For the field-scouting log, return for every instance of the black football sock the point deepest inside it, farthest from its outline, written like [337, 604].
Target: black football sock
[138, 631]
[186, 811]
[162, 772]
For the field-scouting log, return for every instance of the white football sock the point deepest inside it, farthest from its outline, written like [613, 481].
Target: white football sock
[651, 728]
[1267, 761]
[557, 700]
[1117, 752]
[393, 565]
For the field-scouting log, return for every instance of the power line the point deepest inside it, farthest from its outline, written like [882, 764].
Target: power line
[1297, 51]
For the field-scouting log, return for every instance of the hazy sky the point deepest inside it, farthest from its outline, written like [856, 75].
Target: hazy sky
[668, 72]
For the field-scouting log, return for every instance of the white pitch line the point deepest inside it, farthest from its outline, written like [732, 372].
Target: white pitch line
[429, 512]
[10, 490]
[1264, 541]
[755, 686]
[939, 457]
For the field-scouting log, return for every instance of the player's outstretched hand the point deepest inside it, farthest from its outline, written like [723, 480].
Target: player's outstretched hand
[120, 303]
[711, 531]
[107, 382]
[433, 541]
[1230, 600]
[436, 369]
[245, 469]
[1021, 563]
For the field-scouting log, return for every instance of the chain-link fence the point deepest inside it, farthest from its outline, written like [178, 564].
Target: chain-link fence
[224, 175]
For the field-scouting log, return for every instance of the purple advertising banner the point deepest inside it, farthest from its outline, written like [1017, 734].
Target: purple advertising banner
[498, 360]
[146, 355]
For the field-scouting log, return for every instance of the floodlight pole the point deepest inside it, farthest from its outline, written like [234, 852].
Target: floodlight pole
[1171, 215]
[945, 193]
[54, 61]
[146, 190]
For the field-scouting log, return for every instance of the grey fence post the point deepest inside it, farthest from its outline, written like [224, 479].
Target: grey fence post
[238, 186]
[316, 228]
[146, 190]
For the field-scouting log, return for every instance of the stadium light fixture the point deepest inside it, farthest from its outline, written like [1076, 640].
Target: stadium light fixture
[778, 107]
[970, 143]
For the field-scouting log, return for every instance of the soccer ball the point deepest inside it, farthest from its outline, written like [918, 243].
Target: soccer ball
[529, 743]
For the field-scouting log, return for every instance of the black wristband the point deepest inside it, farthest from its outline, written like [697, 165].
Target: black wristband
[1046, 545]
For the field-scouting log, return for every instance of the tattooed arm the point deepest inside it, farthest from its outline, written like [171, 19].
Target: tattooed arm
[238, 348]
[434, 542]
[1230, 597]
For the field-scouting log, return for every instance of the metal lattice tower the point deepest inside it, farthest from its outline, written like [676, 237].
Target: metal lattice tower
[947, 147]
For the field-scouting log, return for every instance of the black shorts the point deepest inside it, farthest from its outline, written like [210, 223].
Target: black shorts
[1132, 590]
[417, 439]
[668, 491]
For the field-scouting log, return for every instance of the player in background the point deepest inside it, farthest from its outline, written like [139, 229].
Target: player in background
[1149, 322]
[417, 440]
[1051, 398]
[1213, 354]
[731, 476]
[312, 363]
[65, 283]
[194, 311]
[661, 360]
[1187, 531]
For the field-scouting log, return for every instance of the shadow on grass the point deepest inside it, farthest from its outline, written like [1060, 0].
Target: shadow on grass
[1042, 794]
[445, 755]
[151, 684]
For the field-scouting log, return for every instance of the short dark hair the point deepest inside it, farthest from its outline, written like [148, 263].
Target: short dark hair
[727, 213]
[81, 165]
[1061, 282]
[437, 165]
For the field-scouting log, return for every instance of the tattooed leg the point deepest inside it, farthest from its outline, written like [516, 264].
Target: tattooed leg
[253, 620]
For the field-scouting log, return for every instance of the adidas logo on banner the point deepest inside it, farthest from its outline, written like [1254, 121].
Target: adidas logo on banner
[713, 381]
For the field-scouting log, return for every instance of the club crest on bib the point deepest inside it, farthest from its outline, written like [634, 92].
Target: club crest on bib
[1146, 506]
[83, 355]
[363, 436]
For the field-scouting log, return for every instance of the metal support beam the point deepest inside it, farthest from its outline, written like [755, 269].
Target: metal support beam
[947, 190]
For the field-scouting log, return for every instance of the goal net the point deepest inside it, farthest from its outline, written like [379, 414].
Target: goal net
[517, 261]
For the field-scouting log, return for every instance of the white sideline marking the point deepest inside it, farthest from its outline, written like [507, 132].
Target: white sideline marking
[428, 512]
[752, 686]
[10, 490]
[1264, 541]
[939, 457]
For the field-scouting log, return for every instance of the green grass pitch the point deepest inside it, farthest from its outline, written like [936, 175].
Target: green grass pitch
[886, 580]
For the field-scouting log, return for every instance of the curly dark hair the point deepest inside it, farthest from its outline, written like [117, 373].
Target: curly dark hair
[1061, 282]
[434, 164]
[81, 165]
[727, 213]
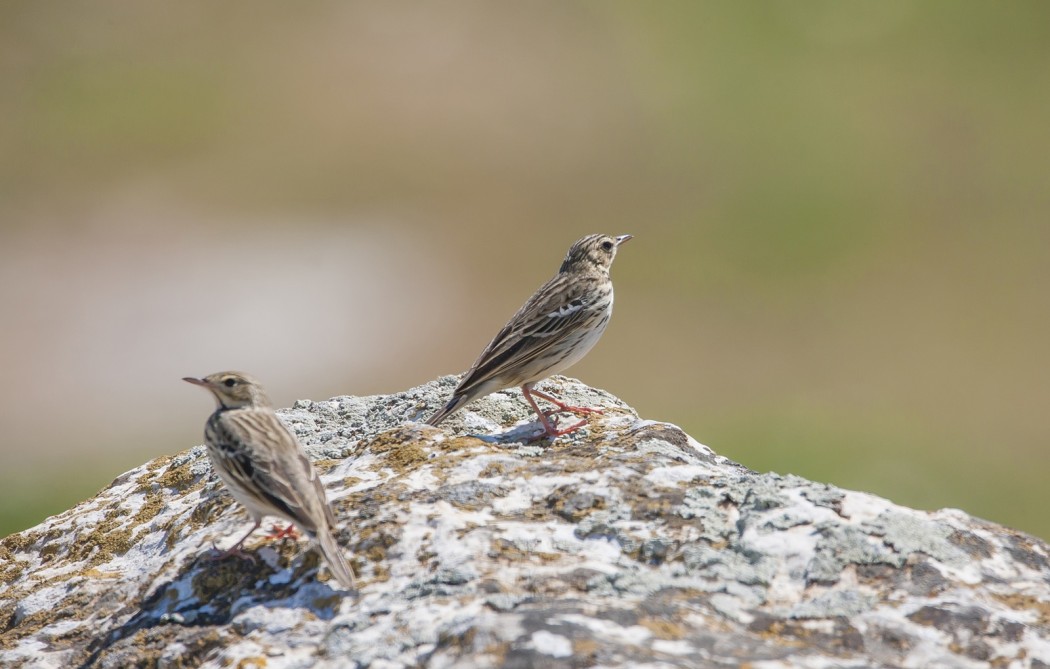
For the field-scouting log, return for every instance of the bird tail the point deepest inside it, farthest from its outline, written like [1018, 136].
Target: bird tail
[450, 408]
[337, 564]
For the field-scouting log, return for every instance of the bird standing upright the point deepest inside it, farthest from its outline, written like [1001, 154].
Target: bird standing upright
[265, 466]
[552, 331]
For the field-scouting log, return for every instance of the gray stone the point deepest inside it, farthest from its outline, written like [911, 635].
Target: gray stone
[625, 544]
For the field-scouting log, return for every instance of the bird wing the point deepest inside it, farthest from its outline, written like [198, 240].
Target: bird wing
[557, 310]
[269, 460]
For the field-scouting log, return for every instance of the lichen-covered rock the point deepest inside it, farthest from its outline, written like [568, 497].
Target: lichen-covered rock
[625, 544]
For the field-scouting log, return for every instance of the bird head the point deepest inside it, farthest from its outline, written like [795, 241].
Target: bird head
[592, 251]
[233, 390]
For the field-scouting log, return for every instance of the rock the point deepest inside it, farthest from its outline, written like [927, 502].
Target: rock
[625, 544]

══════════════════════════════

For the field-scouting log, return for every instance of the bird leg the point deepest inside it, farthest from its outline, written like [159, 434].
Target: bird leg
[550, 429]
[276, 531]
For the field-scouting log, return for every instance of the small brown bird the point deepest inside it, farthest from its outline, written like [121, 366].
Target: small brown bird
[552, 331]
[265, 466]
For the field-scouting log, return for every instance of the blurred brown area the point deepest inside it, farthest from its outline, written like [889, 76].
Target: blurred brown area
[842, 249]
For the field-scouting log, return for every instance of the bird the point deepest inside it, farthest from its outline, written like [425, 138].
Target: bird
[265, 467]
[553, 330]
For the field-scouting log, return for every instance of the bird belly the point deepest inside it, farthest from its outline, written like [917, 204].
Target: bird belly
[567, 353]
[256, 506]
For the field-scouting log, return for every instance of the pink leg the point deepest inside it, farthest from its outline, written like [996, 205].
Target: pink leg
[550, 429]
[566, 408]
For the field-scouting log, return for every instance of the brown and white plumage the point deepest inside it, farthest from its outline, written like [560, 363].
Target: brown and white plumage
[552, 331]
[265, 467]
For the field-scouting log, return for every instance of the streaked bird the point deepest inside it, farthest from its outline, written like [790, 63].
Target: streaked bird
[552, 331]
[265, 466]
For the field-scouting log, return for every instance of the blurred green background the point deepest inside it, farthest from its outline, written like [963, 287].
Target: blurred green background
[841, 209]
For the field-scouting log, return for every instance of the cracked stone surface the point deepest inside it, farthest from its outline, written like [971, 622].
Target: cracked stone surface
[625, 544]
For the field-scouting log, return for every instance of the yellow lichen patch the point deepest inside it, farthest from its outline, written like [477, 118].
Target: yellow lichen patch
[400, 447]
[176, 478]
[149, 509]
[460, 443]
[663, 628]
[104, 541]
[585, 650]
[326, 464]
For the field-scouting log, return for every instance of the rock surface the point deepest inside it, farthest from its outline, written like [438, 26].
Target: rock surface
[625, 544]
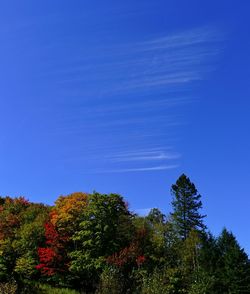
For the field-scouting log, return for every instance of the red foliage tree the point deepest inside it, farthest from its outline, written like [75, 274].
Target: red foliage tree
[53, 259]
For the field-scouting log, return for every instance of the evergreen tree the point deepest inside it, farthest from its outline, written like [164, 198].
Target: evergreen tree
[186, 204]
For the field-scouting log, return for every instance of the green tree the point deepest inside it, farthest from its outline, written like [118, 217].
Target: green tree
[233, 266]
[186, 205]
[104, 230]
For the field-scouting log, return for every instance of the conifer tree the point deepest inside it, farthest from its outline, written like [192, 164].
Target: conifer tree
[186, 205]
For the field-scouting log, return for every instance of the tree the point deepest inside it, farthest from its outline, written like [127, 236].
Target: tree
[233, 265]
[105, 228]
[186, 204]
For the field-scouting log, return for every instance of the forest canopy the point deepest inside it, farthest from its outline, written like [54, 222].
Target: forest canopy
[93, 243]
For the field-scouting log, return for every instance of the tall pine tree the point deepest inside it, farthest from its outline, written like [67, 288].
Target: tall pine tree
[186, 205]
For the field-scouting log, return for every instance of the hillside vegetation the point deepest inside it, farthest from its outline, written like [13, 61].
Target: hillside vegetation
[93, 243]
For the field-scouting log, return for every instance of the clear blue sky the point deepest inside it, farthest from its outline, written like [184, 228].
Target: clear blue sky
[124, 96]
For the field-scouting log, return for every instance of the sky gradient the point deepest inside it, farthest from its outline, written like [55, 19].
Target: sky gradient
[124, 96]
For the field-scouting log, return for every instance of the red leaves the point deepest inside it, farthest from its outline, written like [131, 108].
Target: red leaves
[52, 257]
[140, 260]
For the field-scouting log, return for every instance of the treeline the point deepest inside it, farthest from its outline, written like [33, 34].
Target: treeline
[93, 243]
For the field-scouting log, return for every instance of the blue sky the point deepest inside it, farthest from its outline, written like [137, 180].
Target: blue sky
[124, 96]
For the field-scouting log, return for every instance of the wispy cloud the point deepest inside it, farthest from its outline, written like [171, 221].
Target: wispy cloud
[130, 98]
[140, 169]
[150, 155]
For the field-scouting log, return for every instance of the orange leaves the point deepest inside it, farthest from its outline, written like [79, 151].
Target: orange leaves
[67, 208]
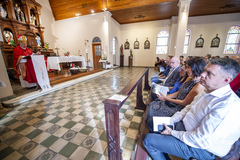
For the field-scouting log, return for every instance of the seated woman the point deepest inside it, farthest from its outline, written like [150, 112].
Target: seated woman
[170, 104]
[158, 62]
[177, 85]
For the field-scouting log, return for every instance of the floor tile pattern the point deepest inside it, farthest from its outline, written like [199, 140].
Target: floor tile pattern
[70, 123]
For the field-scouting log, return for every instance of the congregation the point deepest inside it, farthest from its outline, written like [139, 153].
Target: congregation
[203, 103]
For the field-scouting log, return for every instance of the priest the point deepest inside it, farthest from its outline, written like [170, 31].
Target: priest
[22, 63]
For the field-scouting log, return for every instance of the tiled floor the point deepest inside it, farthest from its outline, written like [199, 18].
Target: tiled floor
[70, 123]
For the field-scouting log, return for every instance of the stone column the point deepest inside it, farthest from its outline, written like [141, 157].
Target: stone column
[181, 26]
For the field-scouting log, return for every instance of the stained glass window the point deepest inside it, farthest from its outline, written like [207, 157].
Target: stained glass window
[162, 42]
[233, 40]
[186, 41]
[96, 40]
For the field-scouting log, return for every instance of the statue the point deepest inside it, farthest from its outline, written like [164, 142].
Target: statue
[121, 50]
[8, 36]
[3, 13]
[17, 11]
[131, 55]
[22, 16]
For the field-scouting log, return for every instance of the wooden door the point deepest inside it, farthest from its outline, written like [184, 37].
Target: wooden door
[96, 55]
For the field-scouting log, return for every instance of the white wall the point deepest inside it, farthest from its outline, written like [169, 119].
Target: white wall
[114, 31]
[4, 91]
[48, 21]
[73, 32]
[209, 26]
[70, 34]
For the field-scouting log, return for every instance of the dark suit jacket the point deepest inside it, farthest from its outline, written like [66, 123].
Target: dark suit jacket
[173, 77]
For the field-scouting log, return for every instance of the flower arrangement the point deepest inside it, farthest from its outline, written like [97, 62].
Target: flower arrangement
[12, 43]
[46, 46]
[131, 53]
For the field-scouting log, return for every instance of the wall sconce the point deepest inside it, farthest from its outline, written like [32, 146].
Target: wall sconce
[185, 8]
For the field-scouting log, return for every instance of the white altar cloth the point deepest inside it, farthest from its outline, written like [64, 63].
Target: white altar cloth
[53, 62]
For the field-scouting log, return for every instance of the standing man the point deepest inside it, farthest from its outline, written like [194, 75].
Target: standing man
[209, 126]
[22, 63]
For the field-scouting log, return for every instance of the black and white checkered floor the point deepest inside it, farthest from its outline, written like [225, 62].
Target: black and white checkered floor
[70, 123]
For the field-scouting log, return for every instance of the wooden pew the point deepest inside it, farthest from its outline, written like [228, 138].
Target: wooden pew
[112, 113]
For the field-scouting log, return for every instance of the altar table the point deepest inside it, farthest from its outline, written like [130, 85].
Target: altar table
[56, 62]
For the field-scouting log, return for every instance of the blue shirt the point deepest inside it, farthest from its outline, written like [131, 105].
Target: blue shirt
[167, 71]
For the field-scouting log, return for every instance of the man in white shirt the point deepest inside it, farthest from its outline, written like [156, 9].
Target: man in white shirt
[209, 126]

══════════════════════════════

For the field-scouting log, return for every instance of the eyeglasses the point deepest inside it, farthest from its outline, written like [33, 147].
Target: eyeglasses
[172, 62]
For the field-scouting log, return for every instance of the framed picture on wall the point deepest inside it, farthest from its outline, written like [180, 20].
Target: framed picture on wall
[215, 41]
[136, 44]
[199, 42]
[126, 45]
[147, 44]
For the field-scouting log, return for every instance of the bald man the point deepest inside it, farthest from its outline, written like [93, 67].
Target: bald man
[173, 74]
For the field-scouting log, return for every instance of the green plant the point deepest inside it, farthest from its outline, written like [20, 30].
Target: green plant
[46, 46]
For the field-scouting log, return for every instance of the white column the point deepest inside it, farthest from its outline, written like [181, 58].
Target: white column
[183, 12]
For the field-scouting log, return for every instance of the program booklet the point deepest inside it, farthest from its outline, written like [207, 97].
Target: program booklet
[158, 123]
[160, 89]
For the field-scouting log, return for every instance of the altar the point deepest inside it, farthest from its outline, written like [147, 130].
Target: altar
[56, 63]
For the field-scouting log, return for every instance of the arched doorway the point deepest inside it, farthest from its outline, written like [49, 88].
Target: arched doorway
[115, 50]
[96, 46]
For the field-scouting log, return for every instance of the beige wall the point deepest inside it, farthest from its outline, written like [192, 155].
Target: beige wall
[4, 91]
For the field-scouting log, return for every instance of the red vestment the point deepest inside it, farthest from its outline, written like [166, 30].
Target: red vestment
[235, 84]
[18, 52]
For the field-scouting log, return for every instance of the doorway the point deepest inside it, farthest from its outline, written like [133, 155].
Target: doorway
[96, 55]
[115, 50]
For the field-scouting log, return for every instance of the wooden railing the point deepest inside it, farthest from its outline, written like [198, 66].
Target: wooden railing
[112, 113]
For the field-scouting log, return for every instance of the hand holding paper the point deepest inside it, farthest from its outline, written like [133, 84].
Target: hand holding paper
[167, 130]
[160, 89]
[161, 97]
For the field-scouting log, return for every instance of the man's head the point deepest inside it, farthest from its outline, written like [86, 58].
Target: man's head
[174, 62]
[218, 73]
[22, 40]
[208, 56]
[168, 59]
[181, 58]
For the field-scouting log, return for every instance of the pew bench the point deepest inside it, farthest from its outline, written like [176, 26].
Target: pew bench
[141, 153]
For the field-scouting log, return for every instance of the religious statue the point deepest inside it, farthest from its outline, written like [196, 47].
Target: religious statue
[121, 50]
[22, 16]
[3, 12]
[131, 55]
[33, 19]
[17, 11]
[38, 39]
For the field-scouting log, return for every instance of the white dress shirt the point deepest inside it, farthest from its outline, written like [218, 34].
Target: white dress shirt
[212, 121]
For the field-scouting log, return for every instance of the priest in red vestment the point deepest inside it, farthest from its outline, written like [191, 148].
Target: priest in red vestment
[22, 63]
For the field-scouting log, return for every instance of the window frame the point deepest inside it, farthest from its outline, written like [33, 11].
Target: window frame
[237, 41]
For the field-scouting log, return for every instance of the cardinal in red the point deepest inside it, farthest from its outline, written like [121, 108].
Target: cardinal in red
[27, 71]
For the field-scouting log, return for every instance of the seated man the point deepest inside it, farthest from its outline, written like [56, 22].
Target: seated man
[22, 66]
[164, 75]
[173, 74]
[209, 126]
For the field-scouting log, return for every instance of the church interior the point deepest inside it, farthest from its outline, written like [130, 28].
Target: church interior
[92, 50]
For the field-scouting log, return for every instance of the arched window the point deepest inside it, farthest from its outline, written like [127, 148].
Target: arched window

══════════════════════════════

* _Directive_: Please copy out the entries from the line containing "like [171, 19]." up to and including the line containing "[1230, 597]", keeping every character unchanged.

* _Result for this task_:
For the field-scouting log, return for every instance of the tattooed arm the point deepest inside it, farthest from its outline, written like [171, 19].
Target: tattooed arm
[238, 348]
[434, 542]
[1230, 597]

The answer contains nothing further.